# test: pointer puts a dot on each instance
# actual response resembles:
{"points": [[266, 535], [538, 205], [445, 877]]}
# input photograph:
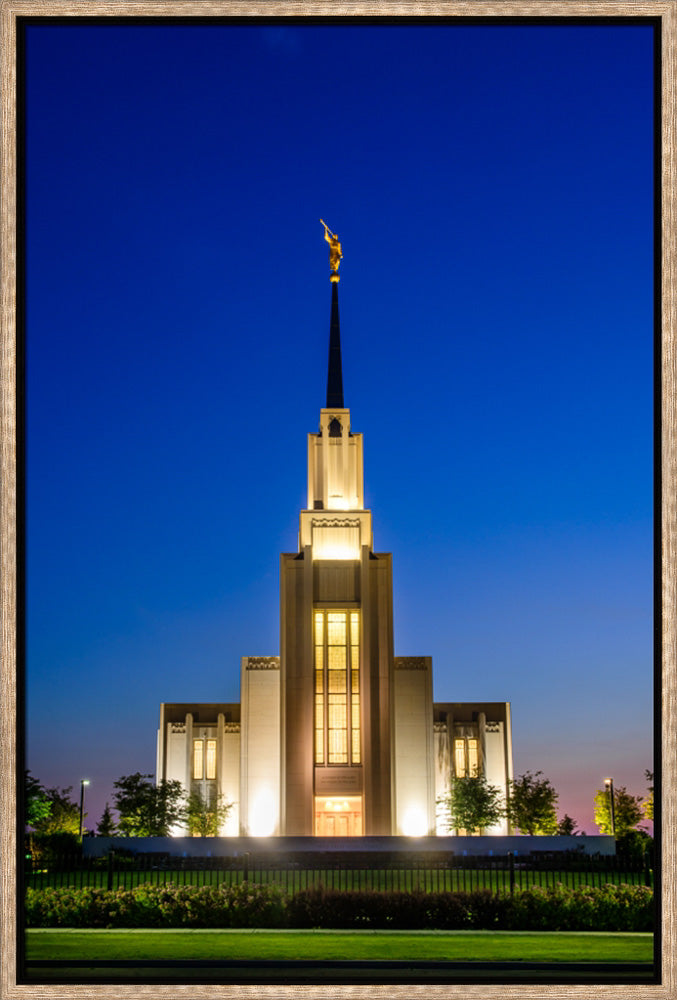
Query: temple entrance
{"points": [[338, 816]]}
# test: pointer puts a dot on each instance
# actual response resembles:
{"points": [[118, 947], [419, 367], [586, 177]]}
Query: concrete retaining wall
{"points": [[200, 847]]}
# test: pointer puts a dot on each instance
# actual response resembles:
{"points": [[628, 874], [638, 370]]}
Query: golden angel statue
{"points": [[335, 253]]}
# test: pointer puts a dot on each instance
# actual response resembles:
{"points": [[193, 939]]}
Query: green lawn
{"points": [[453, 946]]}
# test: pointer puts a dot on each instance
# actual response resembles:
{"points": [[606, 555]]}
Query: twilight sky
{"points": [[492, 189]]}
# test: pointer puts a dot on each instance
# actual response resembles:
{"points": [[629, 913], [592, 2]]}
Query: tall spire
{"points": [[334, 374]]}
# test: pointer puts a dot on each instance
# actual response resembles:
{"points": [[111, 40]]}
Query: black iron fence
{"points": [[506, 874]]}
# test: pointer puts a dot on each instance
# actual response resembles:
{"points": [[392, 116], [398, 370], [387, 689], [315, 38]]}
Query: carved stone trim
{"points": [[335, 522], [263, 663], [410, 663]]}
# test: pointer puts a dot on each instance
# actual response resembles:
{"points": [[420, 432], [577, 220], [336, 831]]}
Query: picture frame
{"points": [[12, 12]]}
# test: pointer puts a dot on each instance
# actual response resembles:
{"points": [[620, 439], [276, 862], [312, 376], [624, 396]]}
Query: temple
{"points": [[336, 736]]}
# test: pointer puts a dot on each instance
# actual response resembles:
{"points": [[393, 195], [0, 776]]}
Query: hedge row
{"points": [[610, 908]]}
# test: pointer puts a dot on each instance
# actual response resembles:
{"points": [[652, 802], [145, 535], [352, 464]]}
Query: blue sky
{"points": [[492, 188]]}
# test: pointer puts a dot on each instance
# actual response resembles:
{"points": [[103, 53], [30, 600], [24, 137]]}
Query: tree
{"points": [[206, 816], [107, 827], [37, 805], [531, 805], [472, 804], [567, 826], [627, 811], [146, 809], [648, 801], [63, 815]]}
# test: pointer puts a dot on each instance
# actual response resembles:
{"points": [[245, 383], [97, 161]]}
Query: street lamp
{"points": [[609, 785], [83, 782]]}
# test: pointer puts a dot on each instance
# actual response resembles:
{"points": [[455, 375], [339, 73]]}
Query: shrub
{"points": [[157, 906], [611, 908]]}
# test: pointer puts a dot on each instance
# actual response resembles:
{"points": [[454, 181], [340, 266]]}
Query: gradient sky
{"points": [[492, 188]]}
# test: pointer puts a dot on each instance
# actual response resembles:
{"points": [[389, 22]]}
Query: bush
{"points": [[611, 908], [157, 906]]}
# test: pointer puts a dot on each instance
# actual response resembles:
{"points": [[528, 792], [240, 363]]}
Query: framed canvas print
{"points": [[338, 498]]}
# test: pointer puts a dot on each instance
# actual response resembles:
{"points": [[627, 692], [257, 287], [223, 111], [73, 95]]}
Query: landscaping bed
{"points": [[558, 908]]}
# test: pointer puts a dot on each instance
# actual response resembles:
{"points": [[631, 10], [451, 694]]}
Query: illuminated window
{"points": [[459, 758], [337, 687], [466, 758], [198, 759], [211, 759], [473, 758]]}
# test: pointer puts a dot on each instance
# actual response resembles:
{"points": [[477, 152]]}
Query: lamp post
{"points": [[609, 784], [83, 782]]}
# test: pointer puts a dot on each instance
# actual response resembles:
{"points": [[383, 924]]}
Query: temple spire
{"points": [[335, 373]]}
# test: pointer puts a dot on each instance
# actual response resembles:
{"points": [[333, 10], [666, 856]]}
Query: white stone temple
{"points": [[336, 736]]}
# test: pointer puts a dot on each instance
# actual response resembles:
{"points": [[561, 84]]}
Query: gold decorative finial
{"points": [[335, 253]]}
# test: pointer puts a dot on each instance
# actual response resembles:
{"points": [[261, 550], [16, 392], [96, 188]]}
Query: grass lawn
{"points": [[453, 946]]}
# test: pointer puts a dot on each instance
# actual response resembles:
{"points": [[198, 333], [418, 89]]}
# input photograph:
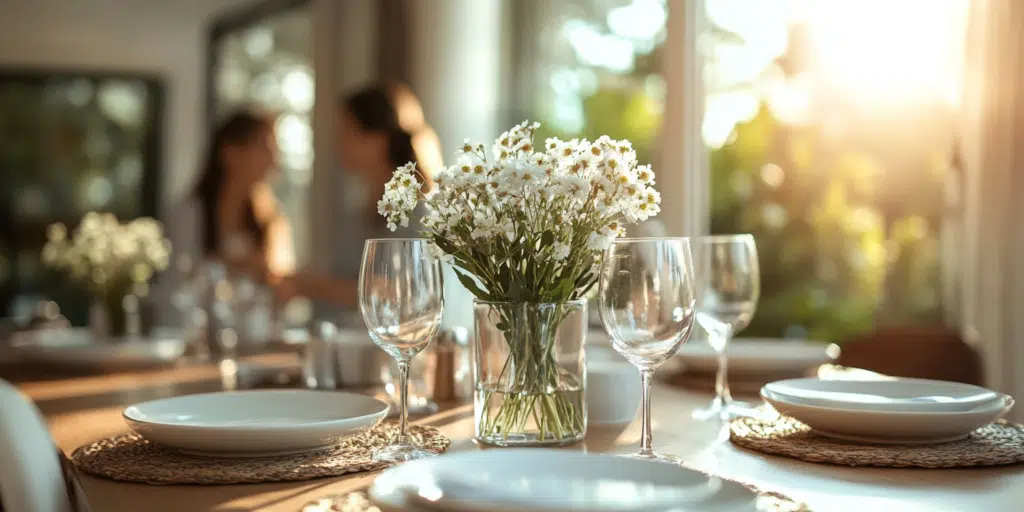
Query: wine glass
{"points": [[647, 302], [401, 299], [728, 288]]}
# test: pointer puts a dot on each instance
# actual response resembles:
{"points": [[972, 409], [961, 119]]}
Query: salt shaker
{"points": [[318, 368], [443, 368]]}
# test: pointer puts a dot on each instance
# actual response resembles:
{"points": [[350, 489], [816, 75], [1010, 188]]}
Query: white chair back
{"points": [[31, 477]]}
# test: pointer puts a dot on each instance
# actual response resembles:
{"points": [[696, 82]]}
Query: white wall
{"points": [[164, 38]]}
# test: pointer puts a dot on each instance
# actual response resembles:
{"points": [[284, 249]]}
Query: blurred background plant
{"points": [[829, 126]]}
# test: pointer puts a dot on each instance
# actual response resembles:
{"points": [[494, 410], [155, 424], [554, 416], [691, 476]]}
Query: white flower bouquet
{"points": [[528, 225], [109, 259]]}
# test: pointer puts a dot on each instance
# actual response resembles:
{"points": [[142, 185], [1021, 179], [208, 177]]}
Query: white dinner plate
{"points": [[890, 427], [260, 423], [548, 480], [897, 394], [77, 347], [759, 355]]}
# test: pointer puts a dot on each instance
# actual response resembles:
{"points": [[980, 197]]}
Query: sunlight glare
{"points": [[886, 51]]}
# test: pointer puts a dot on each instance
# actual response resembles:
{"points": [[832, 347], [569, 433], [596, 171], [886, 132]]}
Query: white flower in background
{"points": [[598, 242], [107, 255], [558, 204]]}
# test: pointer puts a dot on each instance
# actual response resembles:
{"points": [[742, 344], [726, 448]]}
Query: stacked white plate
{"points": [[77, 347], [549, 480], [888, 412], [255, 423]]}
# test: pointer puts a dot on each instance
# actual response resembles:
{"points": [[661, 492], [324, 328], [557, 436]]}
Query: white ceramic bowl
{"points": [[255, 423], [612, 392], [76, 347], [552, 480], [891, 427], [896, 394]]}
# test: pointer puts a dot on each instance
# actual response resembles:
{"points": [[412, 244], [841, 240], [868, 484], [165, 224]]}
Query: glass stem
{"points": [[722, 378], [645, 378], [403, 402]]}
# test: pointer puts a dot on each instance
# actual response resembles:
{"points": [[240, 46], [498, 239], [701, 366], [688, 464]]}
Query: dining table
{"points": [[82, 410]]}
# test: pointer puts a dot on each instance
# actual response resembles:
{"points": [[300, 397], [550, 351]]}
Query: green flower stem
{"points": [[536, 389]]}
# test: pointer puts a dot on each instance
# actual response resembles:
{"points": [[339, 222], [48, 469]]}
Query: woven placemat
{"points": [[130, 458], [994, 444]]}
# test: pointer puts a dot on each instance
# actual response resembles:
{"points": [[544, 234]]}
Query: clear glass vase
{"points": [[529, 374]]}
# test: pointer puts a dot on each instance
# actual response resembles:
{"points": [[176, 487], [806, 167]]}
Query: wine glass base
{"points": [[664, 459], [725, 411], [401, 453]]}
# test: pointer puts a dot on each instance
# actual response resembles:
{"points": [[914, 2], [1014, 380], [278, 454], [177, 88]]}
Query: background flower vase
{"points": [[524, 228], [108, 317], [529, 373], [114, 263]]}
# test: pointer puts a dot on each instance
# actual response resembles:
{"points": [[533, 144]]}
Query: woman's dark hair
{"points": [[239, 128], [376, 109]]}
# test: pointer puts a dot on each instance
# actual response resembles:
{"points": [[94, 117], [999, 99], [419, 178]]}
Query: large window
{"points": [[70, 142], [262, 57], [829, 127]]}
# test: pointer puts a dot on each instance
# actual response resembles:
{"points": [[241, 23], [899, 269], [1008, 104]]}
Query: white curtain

----

» PROBLEM STATEMENT:
Identify and copy every line of the records that contains the word "flower", matching case exactly.

» SOLUTION TO THIS PROBLEM:
Query: white flower bouquet
Query: white flower in background
Query: green flower stem
Query: background flower vase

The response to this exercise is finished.